Brief: Transcribe the forum thread below about taking leave from work while grieving, reproducing every line verbatim.

Maybe if you found a support group of people who have experienced this already - you may be able to ask them what they did?

Although ultimately every one is different - and it depends how much time you need to grieve before you are ready to make a start to recovery.
Question Author
i know, that's what is making it so difficult - how am i supposed to know when that will be??
Off the top of my head I'd suggest asking for the max with the assumption that they'll be happy to get you back earlier, if you reach a stage where you feel work will occupy your mind and help with the healing process. Presumably easier to get agreement to come back early than to extend an agreed period.
Question Author
well, they are not going to get cover for me as far as i know.
Hi bednobs, I would do what old geezer suggests and put the maximum time down on the form just in case you need all the time but say to your boss that you may or may not return earlier if you feel up to it.
Obviously you are not going to be able to decide anything like this at the moment and work should understand.
Take care hun and if you want to let out your feelings on here I personally wouldn't mind and I'm sure others wouldn't. Thats what we are here for!
how you today bednobs, agree with last post, you can always change your mind, do your employers consider "phased return " to work.

Collected material:
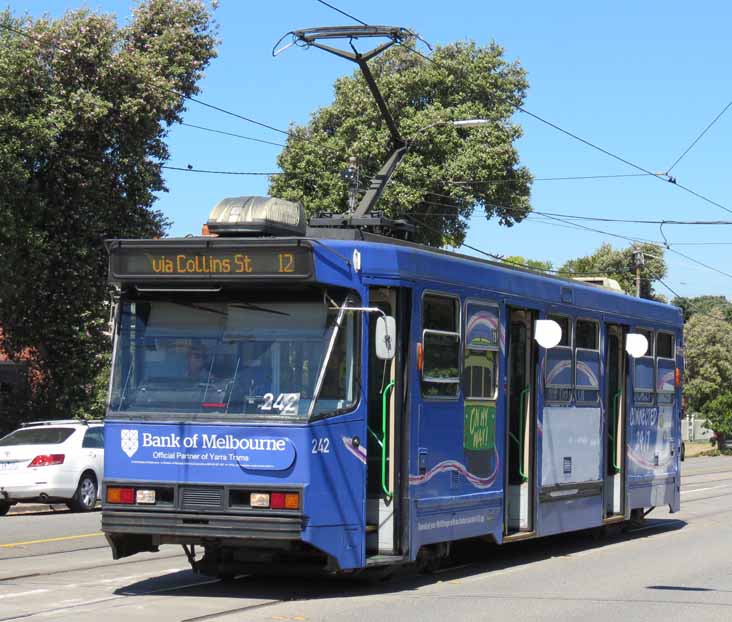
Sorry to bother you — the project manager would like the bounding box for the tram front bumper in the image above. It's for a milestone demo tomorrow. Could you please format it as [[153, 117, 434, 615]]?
[[102, 510, 304, 559]]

Correct output:
Maybe if you found a support group of people who have experienced this already - you may be able to ask them what they did?

Although ultimately every one is different - and it depends how much time you need to grieve before you are ready to make a start to recovery.
Question Author
i know, that's what is making it so difficult - how am i supposed to know when that will be??
Off the top of my head I'd suggest asking for the max with the assumption that they'll be happy to get you back earlier, if you reach a stage where you feel work will occupy your mind and help with the healing process. Presumably easier to get agreement to come back early than to extend an agreed period.
Question Author
well, they are not going to get cover for me as far as i know.
Hi bednobs, I would do what old geezer suggests and put the maximum time down on the form just in case you need all the time but say to your boss that you may or may not return earlier if you feel up to it.
Obviously you are not going to be able to decide anything like this at the moment and work should understand.
Take care hun and if you want to let out your feelings on here I personally wouldn't mind and I'm sure others wouldn't. Thats what we are here for!
how you today bednobs, agree with last post, you can always change your mind, do your employers consider "phased return " to work.